• [Goal] Copy all the entries below exactly, but not the pictures.
--- Start Records to process ---
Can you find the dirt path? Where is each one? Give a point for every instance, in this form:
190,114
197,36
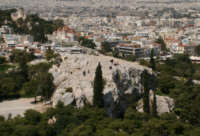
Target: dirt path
19,106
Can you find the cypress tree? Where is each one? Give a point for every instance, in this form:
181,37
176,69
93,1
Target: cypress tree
145,82
154,105
152,61
98,88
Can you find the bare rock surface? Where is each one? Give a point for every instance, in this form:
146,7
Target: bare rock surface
123,80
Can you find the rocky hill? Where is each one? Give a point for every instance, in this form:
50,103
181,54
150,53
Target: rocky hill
74,81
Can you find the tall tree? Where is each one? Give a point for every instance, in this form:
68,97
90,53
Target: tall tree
154,105
197,50
152,61
145,82
162,43
98,88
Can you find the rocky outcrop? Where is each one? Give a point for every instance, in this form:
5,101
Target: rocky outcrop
164,104
123,81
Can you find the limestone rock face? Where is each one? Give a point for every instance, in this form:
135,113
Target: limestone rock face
165,104
123,80
65,97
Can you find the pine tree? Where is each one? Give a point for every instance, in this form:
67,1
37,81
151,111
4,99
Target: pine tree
145,82
154,105
98,88
152,61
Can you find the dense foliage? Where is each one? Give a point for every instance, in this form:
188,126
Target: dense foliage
90,121
26,80
86,42
175,79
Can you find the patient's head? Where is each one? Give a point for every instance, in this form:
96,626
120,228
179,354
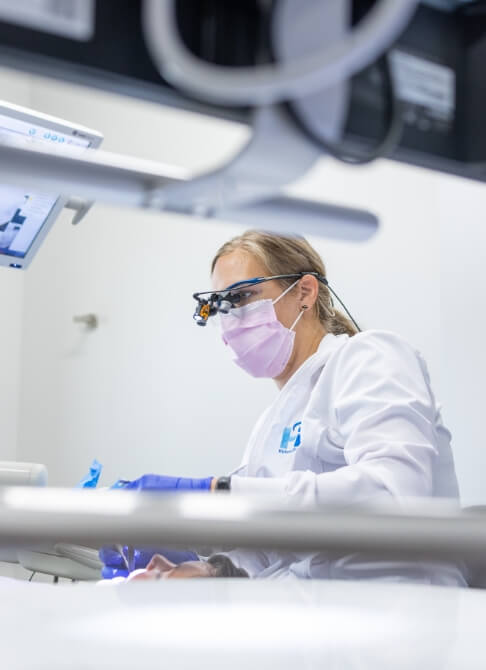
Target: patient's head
216,566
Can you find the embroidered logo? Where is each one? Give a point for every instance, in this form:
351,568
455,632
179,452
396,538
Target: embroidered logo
290,439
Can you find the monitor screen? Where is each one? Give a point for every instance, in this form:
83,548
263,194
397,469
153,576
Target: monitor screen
23,212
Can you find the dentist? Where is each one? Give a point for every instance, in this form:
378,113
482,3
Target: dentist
355,420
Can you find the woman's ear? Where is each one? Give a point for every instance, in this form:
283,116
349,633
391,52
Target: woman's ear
309,290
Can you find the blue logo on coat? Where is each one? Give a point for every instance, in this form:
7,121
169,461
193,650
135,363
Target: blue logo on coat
290,439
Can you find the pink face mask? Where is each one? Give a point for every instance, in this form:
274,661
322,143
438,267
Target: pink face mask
260,343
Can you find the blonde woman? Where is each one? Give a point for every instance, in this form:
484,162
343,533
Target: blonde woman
355,419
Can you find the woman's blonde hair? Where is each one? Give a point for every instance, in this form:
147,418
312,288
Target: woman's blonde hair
280,255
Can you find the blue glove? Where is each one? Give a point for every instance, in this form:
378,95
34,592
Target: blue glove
114,565
163,483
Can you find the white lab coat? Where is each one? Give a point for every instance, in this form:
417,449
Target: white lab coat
358,421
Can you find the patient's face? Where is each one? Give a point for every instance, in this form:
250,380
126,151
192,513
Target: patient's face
160,568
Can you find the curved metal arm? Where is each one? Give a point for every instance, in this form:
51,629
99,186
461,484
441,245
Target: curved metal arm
99,517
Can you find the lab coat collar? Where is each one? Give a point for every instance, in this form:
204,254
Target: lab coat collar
327,346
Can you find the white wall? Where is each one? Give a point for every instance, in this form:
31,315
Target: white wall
13,89
462,211
149,390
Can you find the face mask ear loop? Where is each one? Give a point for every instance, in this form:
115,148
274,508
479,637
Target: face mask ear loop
297,320
286,291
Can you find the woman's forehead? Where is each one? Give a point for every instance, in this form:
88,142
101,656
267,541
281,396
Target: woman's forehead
236,266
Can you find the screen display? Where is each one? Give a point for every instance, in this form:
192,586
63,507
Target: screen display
23,212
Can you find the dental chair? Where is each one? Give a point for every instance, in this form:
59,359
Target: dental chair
65,561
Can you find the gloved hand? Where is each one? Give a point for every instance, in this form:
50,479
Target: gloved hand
114,565
163,483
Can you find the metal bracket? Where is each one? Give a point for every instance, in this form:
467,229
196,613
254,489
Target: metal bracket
80,206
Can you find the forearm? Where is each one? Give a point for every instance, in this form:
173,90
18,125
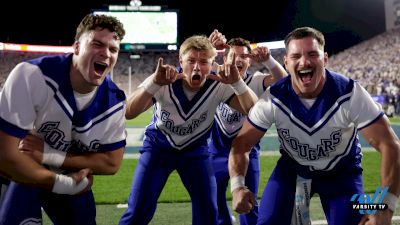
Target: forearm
104,163
238,158
245,97
21,168
247,100
275,68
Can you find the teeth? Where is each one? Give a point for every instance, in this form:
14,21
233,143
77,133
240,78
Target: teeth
305,71
101,63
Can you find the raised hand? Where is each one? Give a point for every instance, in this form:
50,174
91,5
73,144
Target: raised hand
228,72
218,40
259,54
165,74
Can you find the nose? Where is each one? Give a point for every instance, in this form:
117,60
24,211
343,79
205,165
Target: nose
106,52
196,66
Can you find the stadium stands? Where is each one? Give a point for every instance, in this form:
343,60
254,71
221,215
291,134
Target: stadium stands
375,63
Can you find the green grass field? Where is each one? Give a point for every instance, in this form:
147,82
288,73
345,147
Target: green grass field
174,203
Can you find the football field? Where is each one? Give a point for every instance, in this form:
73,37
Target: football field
174,203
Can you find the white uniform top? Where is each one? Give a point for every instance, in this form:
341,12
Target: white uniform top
324,136
179,122
38,98
229,121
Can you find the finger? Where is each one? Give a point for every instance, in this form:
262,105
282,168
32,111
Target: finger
160,63
227,70
180,76
233,59
213,77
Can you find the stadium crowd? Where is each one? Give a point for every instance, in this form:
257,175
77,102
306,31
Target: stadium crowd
375,63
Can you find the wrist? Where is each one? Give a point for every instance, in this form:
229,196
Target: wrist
150,86
52,157
270,63
391,200
237,182
239,87
64,184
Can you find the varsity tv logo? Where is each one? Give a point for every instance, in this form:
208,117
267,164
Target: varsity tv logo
368,205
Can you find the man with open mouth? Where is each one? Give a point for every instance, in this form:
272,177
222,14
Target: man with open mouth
70,116
318,114
228,122
184,102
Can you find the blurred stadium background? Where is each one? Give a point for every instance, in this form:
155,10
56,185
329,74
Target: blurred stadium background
--- End Records to process ---
• [Result]
Can you find the dirt path? Where is each one? Give a point for every instance, in this form:
190,114
197,36
Target: dirt path
19,106
Can you find the cypress tree? Where is each one? Give a point for every instance, in this form:
181,37
176,69
93,1
Target: cypress tree
145,82
154,105
152,61
98,88
Can you find the bare rock surface? Where is each one? Give a point for every instance, in this form:
146,7
Target: bare rock surface
123,80
Can you find the rocky hill? Where is each one? Give a point for every instance, in this form:
50,103
181,54
150,53
Target: rocky hill
74,81
Can you find the tall tree? Where is each one? Give a point for every instance, in this form:
68,97
90,53
Target: tall tree
154,105
197,50
152,61
145,82
162,43
98,88
Can you find the rocky outcrop? Where is each one? Give a point for every instance, in this form:
5,101
Target: rocky outcrop
164,104
123,81
Can you find the limestone rock face? Where is each one? Give a point for every instance, in this form:
135,113
Target: limestone rock face
165,104
123,80
65,97
Can you find the pine tree? Where is each one? Give a point for every instance, in this form:
67,1
37,81
151,111
4,99
Target: pine tree
145,82
154,105
98,88
152,61
Can you find the dense foliage? Where is each one? Give a point for every instance, in this form:
188,126
Target: dense foliage
90,121
26,80
86,42
175,79
Can you find the patient's head? Where is each one? Give a point for every instance, in this form:
96,626
120,228
179,354
Target: patient's head
216,566
Can you find the embroidered logo? Where is each one? Give a point for every instance, in this form:
351,568
455,632
179,452
396,538
Target: embroidered logo
290,439
Can you find the monitor screen? Where is each one? Give a point for every instance, in this form:
83,548
263,194
397,469
153,576
Target: monitor screen
23,212
Can you find the dentist? Where is each one? Give a point for every instance, in this form:
378,113
482,3
Target: dentist
355,420
Can you find the woman's ear? Where is each one? Give a point for every instance, in this form:
283,116
349,633
391,52
Target: woman's ear
309,290
Can you find the blue logo on coat? Where is each one? Give a point for every instance, in this form:
7,121
169,461
193,650
135,363
Target: blue logo on coat
290,439
Can you find the pink face mask? Where is each one? Give a point for every instance, in this form:
274,661
322,143
438,267
Target: pink face mask
260,343
Can you find the blonde woman? Where is each one? Give a point for every instance, in this form:
484,162
343,533
Target: blonde woman
355,419
Can you find the woman's blonde hair? Where is each one? Give a point for every instance, in this form:
147,418
312,288
Target: woman's blonde hair
280,255
Can you find the blue glove? Where is each one? Give a point for every instance, in this form:
378,95
34,592
Target: blue glove
114,565
163,483
Can you find the white lab coat? Where is each one? Give a point for every instance, in this form:
417,449
Target: white lab coat
358,421
Can you find the patient's face? Where is each one? Give a point for every instance, in this form:
250,380
126,151
192,513
Target: patient's face
160,568
Can you find the curved metal arm? Where is each one? Give a point for every instance, in this form:
51,629
99,186
461,484
441,245
Target: curved metal arm
99,517
Can you find the lab coat collar? Where is each one? Give a point for every instance, in this form:
204,254
Target: lab coat collar
327,346
Can you find the white wall? Where is each one? Give a point for every instance, in this form:
31,315
Target: white wall
13,89
462,211
149,390
Can you find the face mask ear loop? Where is each one? Give a point for every instance, in this form:
115,148
274,508
479,637
Target: face mask ear loop
297,320
286,291
Can you find the woman's forehead? Where is each one? Give a point for every instance, in this form:
88,142
101,656
267,541
281,396
Target: woman's forehead
236,266
Can you find the screen display? Where is each one? Give a point for every instance, in this form:
192,586
63,507
Target: screen display
23,212
Can you find the dental chair? Where is each one? Give a point for every instance, in this form:
59,359
Target: dental chair
65,561
Can you find the gloved hand? Where is each one? Give a point for every instance, in this form:
50,479
Target: gloved hand
114,565
163,483
Can you find the metal bracket? Where is each one? Give a point for every instance, in this form:
467,229
196,613
254,489
Target: metal bracket
80,206
Can you find the forearm? Where is each one? Give a point for every instance, in this form:
173,90
18,125
Target: forearm
104,163
238,158
245,97
21,168
247,100
275,68
Can you find the teeth? Where is each one? Give a point for every instance, in this form:
14,21
233,143
77,133
240,78
Target: teeth
305,71
101,63
Can you find the raised hand? Where is each one? Give a point for every instance, in this form:
50,174
91,5
73,144
Target: raised hand
228,72
218,40
259,54
165,74
Can you find the nose? Where is each one? Give a point for every instance, in this form:
117,60
24,211
343,79
205,165
Target: nose
106,52
196,66
Can you find the stadium stands? Where is each one? Give a point for every instance, in this form:
343,60
254,71
221,215
291,134
Target: stadium stands
375,63
Can you find the green grass field? Where is each one? Give a point for every instance, in this form:
147,82
288,73
345,147
Target: green grass field
174,203
Can you find the football field? Where is each one? Give a point for every instance, in this form:
73,37
Target: football field
174,203
Can you find the white uniform top? Where is each one? Give a point for every instance, in this form:
341,12
Target: white uniform top
324,136
179,122
38,98
229,121
Can you find the finger? Where is each one? Give a point for every instance, in this form:
262,105
282,168
32,111
Target: finger
160,63
227,70
180,76
233,59
213,77
Can you find the stadium crowd? Where is each one? Give a point for every instance, in this form:
257,175
77,102
306,31
Target: stadium crowd
375,63
Can you find the wrist? Where is each one? Give a point for every instance, in this form:
229,196
Target: wrist
150,86
52,157
270,63
391,200
237,182
239,87
64,184
Can you find the varsity tv logo? Where is each one? Give a point for every instance, in this form:
208,117
267,164
Target: varsity tv logo
368,205
Can you find the man with open mouth? Where is each one? Give a point for every instance, in this form:
272,177
222,14
Target: man with open mouth
70,116
318,114
228,122
184,102
Can you find the blurred stadium background? Where is each one? Give a point for every instance, in this form:
155,10
56,185
329,74
Target: blurred stadium background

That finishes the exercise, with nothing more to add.